*INSTRUCTIONS*:
1. In the passage on Gloucester's fishermen, who is quoted calling fishing "a young man's game, a single man's game"?
2. List every person mentioned by name in the passage on Gloucester's fishermen.

begin SELECTION

Much of the drama of The Perfect Storm doesn’t play out on the ocean but back home in the town of Gloucester, Massachusetts. Gloucester has a long history of fishermen who occupy a marginal role in the town, usually wandering in and out of bars because they don’t have the time or inclination to maintain a stable home. Fishermen “find places that are second homes because a lot of them don’t have real homes. […] ‘It’s a young man’s game, a single man’s game,’” as bartender and fisherman Bobby Shatford’s mother, Ethel, sums it up. Those who do have conventional homes and families sometimes watch them strain and break under the tension of long months at sea. And when the worst happens and a fisherman dies at sea, the remoteness of the death means that the entire town finds closure difficult to attain. By exploring fishing’s impact on those left at home, Junger argues that the fishing industry exacts a heavy societal toll by demanding that households and entire communities shoulder the fear and grief of a dangerous life at sea.

end SELECTION
begin DATA LINES

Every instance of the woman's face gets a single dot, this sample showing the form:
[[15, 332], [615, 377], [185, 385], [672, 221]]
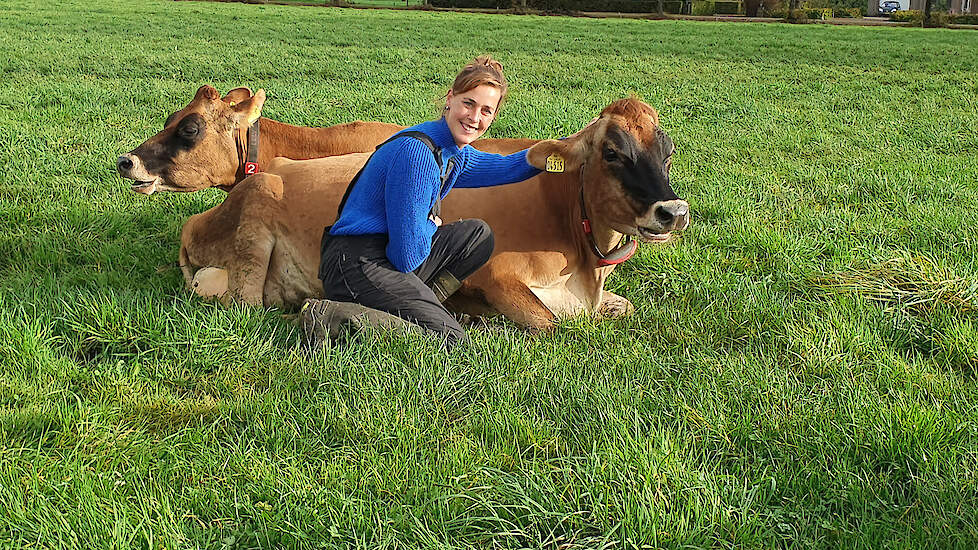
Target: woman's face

end DATA LINES

*EXERCISE SOLUTIONS*:
1. Ethel, the mother of bartender and fisherman Bobby Shatford.

2. Bobby Shatford, Ethel, Junger